Scan the entries below, and for each line that includes the word "running", make a copy.

Spatial localization data:
-------
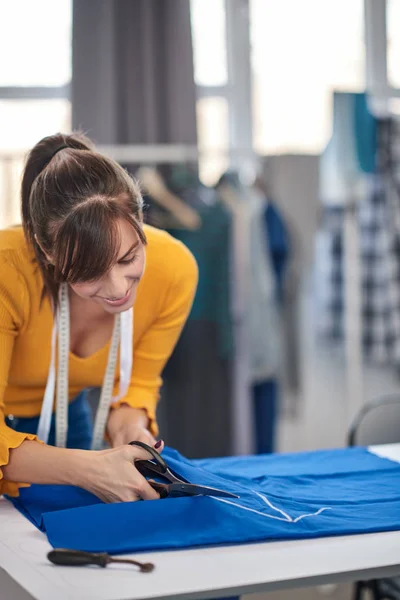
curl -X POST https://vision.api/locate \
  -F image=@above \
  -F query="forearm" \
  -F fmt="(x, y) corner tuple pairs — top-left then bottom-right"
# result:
(2, 439), (165, 503)
(2, 440), (87, 486)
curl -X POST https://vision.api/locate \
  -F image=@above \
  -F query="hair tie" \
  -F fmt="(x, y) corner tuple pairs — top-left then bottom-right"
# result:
(51, 144), (69, 159)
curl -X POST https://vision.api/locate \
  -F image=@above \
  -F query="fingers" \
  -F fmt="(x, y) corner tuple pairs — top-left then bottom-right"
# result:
(136, 429), (157, 448)
(123, 443), (163, 463)
(110, 427), (157, 448)
(123, 445), (163, 501)
(135, 476), (160, 501)
(154, 439), (164, 453)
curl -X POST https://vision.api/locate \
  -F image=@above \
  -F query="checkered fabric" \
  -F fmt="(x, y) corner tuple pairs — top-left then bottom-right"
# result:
(319, 119), (400, 366)
(318, 208), (345, 340)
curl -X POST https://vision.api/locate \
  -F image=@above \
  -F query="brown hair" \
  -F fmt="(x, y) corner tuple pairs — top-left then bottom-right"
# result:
(21, 132), (146, 308)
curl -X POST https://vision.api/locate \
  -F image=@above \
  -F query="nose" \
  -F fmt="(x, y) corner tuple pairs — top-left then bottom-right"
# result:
(102, 268), (129, 299)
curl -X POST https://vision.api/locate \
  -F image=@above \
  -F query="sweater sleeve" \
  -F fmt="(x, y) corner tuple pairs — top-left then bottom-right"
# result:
(111, 243), (199, 435)
(0, 254), (40, 497)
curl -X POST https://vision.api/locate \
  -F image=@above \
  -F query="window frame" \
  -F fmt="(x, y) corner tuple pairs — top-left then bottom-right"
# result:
(362, 1), (400, 108)
(193, 0), (256, 174)
(0, 85), (70, 100)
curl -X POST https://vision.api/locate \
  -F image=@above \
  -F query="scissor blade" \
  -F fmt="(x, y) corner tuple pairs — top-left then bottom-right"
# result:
(169, 483), (239, 499)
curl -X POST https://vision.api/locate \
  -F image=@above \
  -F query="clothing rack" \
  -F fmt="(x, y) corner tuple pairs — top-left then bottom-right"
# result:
(343, 199), (363, 426)
(97, 144), (257, 165)
(342, 97), (400, 427)
(96, 144), (199, 164)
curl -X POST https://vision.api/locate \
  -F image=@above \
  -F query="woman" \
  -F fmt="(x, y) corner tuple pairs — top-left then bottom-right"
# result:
(0, 132), (198, 503)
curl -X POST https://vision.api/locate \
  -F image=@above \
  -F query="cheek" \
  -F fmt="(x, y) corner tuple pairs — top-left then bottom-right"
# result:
(131, 251), (146, 279)
(69, 281), (100, 299)
(137, 253), (146, 277)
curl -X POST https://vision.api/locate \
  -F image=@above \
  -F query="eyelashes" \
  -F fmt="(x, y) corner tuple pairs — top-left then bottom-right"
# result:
(118, 254), (138, 266)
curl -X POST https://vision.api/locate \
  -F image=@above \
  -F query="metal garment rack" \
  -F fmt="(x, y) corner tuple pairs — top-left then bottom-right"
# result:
(96, 144), (199, 164)
(96, 144), (257, 165)
(342, 0), (400, 428)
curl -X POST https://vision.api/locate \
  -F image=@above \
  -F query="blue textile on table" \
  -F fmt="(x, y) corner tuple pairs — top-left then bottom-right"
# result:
(7, 446), (400, 555)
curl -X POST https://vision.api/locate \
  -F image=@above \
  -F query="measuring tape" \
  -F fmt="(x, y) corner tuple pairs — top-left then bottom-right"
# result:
(37, 283), (134, 450)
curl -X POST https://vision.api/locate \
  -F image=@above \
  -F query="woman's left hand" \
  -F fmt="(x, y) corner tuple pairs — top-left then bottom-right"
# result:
(106, 405), (157, 448)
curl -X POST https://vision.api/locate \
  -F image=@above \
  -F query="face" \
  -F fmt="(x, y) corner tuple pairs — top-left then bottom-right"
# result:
(69, 218), (146, 314)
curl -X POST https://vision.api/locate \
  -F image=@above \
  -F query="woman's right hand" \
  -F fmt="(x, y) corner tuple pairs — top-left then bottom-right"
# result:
(77, 442), (165, 503)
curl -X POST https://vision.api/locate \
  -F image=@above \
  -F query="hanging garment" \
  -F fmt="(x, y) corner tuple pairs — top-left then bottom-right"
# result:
(144, 183), (235, 457)
(263, 200), (290, 303)
(317, 206), (345, 340)
(253, 198), (289, 453)
(247, 188), (282, 382)
(145, 182), (233, 360)
(218, 180), (282, 384)
(353, 93), (378, 175)
(217, 178), (282, 454)
(158, 320), (233, 458)
(252, 380), (278, 454)
(167, 198), (233, 360)
(318, 118), (400, 366)
(8, 446), (400, 554)
(317, 92), (375, 343)
(358, 178), (400, 363)
(319, 92), (370, 208)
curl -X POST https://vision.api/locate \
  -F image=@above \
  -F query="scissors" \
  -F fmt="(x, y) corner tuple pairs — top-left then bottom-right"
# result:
(129, 441), (239, 500)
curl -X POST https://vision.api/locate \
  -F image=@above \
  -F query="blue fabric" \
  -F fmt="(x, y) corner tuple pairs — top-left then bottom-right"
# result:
(353, 93), (377, 174)
(5, 391), (93, 450)
(263, 202), (290, 302)
(7, 446), (400, 555)
(253, 380), (278, 454)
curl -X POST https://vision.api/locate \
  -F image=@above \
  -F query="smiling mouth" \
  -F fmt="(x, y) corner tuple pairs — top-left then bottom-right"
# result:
(99, 288), (131, 306)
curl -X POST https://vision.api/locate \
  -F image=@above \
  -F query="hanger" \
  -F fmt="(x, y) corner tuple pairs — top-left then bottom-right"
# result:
(136, 166), (201, 231)
(217, 181), (242, 210)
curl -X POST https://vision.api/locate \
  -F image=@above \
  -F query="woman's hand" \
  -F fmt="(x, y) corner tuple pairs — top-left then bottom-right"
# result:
(107, 405), (156, 448)
(77, 443), (164, 503)
(4, 439), (164, 504)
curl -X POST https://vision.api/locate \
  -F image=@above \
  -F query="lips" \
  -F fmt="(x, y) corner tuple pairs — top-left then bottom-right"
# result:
(101, 289), (131, 307)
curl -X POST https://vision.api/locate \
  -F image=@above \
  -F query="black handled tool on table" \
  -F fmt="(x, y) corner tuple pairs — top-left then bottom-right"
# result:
(130, 441), (239, 499)
(47, 549), (154, 572)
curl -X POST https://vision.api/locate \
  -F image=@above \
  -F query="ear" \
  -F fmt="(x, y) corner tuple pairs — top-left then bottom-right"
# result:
(34, 234), (54, 265)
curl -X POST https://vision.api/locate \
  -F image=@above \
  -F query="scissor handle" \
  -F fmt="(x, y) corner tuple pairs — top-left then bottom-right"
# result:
(135, 460), (166, 479)
(147, 481), (170, 499)
(129, 440), (168, 473)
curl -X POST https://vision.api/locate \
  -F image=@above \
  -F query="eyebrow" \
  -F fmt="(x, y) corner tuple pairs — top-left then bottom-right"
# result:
(118, 241), (140, 261)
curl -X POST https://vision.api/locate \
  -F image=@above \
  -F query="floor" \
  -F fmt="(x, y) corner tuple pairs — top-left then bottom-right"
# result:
(243, 270), (400, 600)
(277, 271), (399, 455)
(250, 584), (353, 600)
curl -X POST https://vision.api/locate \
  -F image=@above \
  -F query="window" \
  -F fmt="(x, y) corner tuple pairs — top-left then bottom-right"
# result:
(0, 0), (72, 87)
(387, 0), (400, 88)
(191, 0), (230, 184)
(0, 0), (72, 227)
(196, 97), (229, 185)
(0, 100), (71, 151)
(250, 0), (365, 155)
(190, 0), (228, 87)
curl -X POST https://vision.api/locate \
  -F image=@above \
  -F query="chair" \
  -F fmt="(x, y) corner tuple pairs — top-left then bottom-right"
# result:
(348, 394), (400, 600)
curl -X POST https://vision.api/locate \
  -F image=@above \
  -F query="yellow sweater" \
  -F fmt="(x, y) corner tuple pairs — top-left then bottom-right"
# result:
(0, 225), (198, 496)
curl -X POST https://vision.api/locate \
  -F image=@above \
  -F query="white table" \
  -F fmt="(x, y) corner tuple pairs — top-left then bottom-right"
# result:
(1, 444), (400, 600)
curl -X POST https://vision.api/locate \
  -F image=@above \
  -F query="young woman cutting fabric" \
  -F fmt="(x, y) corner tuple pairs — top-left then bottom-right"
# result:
(0, 132), (198, 504)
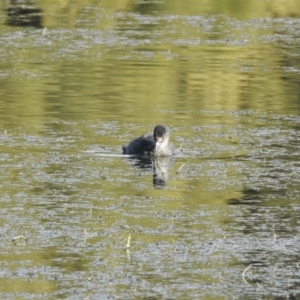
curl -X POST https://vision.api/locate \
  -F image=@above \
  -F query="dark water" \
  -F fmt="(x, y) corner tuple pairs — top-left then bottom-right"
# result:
(1, 1), (300, 299)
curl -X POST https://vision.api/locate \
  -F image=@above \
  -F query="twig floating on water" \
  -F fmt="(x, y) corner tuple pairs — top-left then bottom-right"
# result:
(176, 164), (185, 174)
(272, 225), (277, 240)
(42, 28), (48, 37)
(242, 264), (252, 284)
(12, 235), (26, 242)
(126, 233), (131, 249)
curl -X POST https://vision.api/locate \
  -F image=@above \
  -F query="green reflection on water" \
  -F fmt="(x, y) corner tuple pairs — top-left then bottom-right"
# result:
(0, 0), (300, 128)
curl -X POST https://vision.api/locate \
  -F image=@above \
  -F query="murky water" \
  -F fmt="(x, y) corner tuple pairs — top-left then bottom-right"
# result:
(1, 0), (300, 299)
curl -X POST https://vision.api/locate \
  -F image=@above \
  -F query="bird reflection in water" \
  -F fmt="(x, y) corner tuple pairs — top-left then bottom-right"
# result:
(128, 155), (173, 188)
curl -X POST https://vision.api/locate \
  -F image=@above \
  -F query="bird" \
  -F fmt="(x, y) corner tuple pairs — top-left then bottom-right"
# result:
(122, 124), (174, 156)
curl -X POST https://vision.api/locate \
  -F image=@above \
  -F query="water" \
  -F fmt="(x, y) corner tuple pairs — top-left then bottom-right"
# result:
(1, 1), (300, 299)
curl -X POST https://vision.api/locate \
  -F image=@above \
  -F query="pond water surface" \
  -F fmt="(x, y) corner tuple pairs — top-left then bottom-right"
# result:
(1, 1), (300, 299)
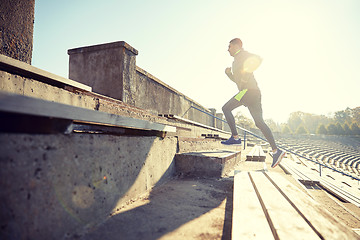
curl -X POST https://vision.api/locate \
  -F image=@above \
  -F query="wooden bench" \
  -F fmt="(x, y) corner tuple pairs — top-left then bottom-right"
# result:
(280, 155), (360, 207)
(232, 170), (358, 239)
(246, 145), (266, 162)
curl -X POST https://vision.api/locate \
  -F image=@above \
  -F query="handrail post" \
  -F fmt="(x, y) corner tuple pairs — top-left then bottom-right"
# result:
(243, 131), (246, 150)
(319, 164), (322, 177)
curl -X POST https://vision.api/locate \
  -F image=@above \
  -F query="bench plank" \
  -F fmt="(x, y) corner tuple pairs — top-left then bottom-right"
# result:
(284, 158), (360, 206)
(246, 145), (266, 162)
(250, 172), (320, 240)
(232, 171), (274, 239)
(266, 172), (359, 239)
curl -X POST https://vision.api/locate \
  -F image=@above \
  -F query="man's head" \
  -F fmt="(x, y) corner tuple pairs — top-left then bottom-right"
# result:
(228, 38), (243, 57)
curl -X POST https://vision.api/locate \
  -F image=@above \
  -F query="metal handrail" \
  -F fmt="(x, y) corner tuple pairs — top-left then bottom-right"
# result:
(185, 105), (360, 181)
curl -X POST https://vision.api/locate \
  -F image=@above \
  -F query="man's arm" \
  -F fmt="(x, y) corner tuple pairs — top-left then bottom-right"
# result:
(242, 55), (262, 73)
(225, 67), (235, 81)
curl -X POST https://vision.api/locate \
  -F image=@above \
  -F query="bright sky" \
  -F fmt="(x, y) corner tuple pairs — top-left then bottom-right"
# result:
(32, 0), (360, 123)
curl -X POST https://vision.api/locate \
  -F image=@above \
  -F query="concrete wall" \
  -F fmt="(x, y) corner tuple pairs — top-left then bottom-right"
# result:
(0, 67), (233, 239)
(135, 66), (213, 126)
(0, 70), (165, 124)
(0, 37), (232, 238)
(0, 0), (35, 64)
(0, 133), (177, 239)
(68, 41), (220, 128)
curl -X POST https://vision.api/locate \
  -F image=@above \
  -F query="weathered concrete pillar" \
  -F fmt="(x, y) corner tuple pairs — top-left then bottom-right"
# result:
(209, 108), (216, 128)
(68, 41), (138, 102)
(216, 113), (224, 130)
(0, 0), (35, 64)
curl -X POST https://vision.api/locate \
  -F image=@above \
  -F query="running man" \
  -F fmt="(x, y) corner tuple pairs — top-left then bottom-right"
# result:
(221, 38), (285, 168)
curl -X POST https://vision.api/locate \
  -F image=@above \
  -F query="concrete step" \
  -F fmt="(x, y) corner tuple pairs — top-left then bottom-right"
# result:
(175, 149), (241, 178)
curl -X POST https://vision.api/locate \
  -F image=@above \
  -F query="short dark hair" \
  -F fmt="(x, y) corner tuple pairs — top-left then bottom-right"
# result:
(230, 38), (243, 48)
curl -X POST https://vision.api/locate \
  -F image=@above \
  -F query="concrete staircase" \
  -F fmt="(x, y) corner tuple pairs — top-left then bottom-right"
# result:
(174, 136), (244, 178)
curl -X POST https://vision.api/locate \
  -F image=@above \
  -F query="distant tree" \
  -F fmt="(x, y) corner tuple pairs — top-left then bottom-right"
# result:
(303, 113), (321, 134)
(287, 111), (331, 134)
(343, 123), (351, 135)
(234, 111), (255, 130)
(352, 107), (360, 125)
(288, 112), (304, 132)
(335, 122), (345, 135)
(285, 107), (359, 134)
(281, 125), (292, 134)
(334, 108), (352, 125)
(316, 124), (327, 135)
(296, 125), (308, 135)
(350, 122), (360, 135)
(326, 123), (337, 135)
(265, 119), (279, 132)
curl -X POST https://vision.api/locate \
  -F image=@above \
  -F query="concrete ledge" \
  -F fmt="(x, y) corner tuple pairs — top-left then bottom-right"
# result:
(160, 114), (230, 135)
(0, 69), (231, 139)
(0, 92), (176, 133)
(177, 137), (239, 153)
(0, 54), (91, 91)
(175, 149), (241, 178)
(68, 41), (138, 56)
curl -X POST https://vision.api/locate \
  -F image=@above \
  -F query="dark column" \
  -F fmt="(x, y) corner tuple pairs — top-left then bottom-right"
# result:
(0, 0), (35, 64)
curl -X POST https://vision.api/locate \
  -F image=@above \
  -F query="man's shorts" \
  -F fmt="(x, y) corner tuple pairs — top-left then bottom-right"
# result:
(234, 88), (262, 112)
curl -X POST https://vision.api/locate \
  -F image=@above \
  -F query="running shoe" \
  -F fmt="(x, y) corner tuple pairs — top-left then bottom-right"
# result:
(271, 149), (285, 168)
(221, 136), (242, 145)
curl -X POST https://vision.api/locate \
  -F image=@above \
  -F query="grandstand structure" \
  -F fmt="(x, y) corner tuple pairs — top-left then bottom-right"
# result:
(1, 2), (360, 238)
(277, 135), (360, 178)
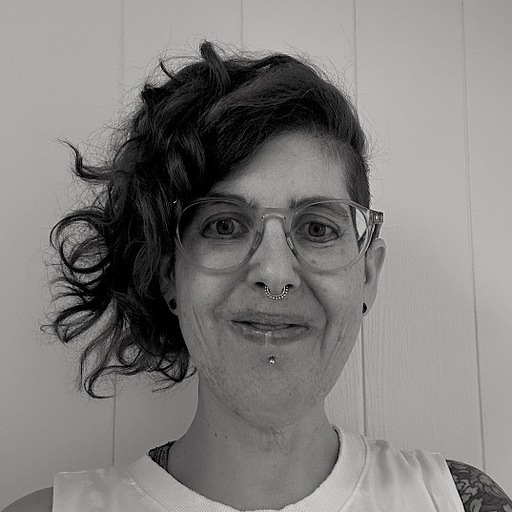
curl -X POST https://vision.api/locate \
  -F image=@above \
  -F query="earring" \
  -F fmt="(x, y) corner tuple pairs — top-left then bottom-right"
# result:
(169, 298), (177, 310)
(362, 303), (367, 313)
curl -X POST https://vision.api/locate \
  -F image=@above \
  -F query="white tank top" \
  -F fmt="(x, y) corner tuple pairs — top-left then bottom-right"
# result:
(53, 425), (464, 511)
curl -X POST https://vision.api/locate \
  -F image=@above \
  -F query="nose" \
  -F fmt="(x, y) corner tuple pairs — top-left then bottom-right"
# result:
(246, 216), (301, 296)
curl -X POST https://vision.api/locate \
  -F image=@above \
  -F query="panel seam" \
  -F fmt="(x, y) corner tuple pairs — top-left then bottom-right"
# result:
(113, 0), (125, 468)
(460, 0), (486, 472)
(353, 0), (359, 107)
(240, 0), (244, 49)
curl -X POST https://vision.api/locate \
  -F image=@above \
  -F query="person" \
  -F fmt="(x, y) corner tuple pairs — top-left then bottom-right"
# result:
(4, 41), (511, 512)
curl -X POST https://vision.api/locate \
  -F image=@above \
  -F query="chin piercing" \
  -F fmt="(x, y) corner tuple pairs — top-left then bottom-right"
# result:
(264, 285), (289, 300)
(268, 356), (276, 365)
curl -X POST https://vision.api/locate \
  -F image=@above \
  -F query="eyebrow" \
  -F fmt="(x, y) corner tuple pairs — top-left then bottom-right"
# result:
(205, 192), (344, 209)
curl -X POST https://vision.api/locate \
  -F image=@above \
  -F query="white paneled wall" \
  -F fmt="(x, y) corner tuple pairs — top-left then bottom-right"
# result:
(1, 1), (510, 508)
(0, 2), (120, 508)
(463, 0), (512, 489)
(359, 0), (480, 458)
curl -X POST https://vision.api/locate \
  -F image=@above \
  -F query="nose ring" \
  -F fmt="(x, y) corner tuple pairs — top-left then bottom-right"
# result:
(264, 285), (289, 300)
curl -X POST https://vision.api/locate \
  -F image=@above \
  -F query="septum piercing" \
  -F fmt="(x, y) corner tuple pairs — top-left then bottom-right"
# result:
(264, 285), (289, 300)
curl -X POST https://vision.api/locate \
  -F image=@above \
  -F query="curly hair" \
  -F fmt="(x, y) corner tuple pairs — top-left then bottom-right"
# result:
(45, 41), (372, 399)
-------
Task answer ::
  -F query="running man" \
  -F query="running shoe" \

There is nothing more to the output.